WHAT YOU WILL DO: Identify the line in which "Target: blue table surface" appears, then reproduce that line and all remaining lines of the records word for word.

ENTRIES SHOWN:
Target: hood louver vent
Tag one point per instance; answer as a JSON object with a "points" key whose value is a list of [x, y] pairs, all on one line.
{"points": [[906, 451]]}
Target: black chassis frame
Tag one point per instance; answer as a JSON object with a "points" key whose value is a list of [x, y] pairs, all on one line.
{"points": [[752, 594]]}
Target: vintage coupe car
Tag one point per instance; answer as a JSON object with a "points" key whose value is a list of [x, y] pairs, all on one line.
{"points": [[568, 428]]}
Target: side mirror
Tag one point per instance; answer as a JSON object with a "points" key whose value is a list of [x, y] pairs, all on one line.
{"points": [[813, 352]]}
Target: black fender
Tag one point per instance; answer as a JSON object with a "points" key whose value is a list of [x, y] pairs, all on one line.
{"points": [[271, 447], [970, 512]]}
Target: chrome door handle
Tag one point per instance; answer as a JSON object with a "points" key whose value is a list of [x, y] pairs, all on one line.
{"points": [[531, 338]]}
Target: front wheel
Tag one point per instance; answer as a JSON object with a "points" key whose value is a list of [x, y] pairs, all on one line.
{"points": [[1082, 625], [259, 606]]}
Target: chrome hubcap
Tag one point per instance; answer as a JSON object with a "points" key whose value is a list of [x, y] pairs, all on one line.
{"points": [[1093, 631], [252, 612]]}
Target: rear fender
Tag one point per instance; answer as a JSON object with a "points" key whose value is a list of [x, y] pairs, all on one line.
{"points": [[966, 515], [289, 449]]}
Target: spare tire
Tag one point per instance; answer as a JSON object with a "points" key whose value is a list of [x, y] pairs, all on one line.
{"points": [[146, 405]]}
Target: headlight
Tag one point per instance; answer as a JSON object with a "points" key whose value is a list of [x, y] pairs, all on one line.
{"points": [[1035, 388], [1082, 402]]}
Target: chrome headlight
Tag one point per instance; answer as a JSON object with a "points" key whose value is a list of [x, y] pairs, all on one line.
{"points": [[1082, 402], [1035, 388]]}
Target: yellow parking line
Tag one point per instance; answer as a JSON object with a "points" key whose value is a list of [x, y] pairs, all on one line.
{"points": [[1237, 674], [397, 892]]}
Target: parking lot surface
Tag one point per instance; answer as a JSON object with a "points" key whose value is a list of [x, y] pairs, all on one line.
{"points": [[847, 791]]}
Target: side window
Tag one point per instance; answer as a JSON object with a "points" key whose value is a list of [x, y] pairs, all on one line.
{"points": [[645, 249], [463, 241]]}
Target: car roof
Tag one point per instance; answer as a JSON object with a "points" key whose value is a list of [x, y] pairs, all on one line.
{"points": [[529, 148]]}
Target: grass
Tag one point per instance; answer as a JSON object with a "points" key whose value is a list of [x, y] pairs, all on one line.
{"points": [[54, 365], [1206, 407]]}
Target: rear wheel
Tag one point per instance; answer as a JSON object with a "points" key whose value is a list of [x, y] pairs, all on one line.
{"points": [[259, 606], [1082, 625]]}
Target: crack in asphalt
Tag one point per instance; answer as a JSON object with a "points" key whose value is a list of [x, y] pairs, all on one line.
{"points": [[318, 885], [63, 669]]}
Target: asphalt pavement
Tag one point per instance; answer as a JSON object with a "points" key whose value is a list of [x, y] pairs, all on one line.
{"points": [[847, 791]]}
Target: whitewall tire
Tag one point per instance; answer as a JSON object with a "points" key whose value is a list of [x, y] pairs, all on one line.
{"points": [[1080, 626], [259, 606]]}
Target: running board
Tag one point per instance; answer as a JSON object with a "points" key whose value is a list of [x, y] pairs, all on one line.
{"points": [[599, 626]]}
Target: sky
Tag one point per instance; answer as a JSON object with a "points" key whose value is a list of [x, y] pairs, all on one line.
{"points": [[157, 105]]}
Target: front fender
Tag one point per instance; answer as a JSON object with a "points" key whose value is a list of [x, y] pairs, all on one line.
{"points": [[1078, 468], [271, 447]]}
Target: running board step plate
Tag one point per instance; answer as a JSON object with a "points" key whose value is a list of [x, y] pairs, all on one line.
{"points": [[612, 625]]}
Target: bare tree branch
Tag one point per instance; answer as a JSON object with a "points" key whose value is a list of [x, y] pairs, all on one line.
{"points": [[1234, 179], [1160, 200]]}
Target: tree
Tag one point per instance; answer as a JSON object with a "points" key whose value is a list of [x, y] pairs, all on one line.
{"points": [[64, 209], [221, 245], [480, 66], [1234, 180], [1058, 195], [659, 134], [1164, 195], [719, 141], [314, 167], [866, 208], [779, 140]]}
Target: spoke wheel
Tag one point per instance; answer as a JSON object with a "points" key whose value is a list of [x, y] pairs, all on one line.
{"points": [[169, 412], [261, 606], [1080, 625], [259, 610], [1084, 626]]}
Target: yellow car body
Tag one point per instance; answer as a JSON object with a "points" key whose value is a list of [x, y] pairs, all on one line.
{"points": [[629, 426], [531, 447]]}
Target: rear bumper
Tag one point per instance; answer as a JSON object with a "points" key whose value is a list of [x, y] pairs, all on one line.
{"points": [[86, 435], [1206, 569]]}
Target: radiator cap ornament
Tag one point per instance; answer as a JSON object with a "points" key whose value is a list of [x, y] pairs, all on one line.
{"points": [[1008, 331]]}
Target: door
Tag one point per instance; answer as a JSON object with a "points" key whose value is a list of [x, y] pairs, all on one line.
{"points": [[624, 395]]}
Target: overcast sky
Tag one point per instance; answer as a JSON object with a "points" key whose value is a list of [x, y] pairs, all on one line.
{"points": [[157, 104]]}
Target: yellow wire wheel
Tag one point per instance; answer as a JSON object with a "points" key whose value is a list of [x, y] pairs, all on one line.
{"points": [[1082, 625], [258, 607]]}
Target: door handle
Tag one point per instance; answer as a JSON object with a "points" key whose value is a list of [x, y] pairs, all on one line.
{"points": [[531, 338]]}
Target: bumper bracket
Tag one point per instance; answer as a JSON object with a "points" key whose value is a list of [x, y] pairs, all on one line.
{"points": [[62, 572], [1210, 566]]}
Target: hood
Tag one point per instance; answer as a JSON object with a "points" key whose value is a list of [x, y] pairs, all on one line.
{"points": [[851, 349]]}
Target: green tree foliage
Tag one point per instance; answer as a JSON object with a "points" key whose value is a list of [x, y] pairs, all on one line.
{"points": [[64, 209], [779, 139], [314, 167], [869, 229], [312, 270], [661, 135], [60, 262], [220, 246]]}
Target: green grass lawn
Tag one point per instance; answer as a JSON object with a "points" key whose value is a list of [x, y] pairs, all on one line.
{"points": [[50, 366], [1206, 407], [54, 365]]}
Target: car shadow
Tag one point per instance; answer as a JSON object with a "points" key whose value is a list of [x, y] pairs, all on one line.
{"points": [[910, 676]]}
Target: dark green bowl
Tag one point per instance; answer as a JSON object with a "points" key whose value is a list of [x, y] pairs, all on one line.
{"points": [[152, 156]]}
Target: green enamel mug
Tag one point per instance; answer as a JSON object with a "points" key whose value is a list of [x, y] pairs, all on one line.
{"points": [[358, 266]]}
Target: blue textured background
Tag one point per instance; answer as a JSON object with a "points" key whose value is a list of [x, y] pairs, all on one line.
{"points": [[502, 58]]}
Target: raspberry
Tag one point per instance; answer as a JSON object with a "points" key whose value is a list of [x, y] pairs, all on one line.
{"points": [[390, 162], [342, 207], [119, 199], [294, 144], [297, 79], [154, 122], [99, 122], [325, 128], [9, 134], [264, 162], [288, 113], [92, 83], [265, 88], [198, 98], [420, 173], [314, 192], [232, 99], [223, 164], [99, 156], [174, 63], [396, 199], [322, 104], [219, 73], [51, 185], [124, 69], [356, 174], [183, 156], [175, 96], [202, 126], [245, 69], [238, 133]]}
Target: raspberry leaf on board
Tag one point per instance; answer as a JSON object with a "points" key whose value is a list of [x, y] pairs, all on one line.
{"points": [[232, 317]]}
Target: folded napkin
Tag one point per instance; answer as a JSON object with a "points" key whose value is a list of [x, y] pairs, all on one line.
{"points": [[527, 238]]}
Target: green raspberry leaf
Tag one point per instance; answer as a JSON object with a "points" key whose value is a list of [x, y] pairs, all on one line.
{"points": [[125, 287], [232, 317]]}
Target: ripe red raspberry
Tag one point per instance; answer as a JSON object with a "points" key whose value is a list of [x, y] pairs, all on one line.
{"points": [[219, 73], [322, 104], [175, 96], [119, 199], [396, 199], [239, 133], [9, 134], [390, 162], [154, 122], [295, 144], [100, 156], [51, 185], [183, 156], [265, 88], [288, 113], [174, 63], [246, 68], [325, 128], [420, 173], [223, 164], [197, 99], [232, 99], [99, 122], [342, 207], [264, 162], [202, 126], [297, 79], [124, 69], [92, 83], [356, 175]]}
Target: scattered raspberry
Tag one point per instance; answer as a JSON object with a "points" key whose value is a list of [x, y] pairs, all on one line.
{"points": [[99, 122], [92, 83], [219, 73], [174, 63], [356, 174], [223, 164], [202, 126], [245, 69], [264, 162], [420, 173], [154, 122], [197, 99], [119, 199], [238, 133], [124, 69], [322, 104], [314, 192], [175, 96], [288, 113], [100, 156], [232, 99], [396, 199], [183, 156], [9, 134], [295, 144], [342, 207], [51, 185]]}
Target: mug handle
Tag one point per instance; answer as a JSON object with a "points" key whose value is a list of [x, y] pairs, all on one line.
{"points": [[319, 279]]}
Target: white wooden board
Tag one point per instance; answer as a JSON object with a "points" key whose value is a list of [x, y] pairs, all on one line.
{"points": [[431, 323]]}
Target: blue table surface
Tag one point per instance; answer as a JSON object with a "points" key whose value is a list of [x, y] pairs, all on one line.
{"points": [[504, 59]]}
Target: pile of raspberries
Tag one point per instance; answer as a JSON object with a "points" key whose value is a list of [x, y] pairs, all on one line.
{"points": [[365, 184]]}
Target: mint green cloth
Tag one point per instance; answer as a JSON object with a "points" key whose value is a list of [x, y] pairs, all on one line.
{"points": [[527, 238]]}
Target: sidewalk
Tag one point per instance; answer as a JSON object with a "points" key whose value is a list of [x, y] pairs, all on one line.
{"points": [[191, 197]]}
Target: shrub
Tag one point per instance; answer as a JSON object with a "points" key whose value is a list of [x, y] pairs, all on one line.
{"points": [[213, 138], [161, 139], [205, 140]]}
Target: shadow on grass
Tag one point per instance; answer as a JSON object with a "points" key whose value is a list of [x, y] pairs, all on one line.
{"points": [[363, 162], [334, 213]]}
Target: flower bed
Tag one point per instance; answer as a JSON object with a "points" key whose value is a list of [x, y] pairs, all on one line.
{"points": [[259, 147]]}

RESULT BELOW:
Target: blue table surface
Tag one point per instance; answer as a JSON object with a "points" key whose value is a list of [x, y] pairs, all on one line.
{"points": [[504, 59]]}
Target: pile of raspberries
Tag one point per instance; answer as a JSON object with a "points" key whose value is a list of [x, y] pairs, all on one line.
{"points": [[365, 184]]}
Target: mint green cloth
Tag one point per instance; answer as a JSON object with a "points" key whose value is a list of [x, y] pairs, all on one line.
{"points": [[527, 238]]}
Target: sidewalk
Tag one point per instance; answer as a JSON object with a "points" key whose value is a list of [x, y] pairs, all on one line.
{"points": [[191, 197]]}
Target: shrub
Tag one point per instance; answer as a JSON object with a "points" key whose value is a list of [x, y] pairs, all on one line.
{"points": [[213, 138], [161, 139], [205, 140]]}
Target: shadow on grass
Tag one point per instance; answer as a JSON object with a "points" key whose value is a list of [x, y] pairs, all on one line.
{"points": [[363, 162], [334, 213]]}
Target: flower bed
Tag one point per instance; answer as a JSON object with a "points" key whose value is a list of [x, y] pairs, all on one line.
{"points": [[259, 147]]}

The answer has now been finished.